Where a line in the material beneath contains "rock", count it. Give the number only.
── GIVEN INFORMATION
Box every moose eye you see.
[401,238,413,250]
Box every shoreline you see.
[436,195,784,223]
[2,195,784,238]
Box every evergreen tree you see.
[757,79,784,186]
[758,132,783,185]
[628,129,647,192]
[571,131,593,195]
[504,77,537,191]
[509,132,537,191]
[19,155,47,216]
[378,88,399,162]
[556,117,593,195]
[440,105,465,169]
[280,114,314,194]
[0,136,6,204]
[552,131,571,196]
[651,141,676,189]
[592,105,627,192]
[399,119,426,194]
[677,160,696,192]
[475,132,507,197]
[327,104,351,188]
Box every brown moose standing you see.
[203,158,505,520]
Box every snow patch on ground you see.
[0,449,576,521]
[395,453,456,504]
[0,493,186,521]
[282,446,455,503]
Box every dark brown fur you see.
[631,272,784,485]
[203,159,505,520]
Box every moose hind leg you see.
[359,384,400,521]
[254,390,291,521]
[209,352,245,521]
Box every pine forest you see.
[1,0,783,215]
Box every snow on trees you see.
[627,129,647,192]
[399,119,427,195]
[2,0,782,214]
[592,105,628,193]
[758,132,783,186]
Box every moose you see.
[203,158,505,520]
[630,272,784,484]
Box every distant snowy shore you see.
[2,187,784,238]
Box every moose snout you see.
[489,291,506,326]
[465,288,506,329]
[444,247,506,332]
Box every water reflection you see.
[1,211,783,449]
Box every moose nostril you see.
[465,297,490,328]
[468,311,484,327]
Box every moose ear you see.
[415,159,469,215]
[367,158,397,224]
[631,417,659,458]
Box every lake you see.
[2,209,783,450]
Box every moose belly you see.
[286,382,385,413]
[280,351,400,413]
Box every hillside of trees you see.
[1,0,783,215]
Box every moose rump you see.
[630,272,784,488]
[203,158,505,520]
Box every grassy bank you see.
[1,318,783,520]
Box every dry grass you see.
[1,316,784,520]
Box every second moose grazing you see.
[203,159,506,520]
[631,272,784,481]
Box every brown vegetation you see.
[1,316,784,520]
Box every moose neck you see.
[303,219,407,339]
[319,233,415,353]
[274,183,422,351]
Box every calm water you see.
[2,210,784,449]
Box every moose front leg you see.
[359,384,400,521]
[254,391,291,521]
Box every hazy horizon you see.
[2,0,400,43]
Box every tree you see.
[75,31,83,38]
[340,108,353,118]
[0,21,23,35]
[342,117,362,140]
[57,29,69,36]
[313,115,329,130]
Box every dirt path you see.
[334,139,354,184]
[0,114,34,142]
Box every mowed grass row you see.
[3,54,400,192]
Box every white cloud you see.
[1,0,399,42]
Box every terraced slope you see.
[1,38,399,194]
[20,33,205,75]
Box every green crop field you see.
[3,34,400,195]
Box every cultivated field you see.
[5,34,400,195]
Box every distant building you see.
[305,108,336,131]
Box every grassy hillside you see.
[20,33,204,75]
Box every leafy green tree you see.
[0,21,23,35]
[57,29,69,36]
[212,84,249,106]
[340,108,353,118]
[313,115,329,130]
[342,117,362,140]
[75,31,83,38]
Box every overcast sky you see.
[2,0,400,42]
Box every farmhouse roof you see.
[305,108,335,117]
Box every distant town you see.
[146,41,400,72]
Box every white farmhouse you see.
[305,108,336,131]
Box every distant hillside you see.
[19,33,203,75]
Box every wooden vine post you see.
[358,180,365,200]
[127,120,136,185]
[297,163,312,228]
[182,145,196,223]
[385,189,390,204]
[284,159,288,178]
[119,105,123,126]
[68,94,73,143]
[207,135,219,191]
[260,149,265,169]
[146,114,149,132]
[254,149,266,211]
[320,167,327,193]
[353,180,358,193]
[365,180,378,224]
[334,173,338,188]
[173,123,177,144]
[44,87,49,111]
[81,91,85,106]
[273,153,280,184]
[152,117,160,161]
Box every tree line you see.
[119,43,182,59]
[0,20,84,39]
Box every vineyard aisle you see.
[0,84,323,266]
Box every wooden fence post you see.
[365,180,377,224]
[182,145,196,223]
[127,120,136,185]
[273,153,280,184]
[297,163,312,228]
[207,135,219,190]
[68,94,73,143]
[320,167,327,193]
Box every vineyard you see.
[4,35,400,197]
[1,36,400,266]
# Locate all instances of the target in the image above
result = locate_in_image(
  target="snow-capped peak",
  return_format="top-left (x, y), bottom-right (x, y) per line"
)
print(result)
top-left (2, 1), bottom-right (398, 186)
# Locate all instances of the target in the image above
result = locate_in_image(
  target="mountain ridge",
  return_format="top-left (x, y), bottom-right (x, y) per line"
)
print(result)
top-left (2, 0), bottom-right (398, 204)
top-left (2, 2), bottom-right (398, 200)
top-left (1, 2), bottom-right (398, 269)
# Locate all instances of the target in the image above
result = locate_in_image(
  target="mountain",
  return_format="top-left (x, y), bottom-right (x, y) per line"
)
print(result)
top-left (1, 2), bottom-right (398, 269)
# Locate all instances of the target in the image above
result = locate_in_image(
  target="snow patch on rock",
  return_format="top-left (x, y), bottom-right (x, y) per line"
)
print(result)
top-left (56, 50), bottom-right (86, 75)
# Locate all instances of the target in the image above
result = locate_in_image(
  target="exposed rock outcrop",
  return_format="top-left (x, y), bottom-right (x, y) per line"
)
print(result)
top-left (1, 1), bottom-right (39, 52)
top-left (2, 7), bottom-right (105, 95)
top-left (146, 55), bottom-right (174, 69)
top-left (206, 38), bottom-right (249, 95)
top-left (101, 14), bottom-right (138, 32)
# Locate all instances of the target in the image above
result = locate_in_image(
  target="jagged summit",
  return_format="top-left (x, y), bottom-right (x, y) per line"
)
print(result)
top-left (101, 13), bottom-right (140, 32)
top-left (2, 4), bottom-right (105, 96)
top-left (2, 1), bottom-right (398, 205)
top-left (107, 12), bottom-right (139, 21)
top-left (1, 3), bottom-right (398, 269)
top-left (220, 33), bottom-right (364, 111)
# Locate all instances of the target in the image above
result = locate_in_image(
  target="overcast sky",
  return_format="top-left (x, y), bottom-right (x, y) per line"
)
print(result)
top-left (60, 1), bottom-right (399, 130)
────
◆ YOUR SOLUTION ◆
2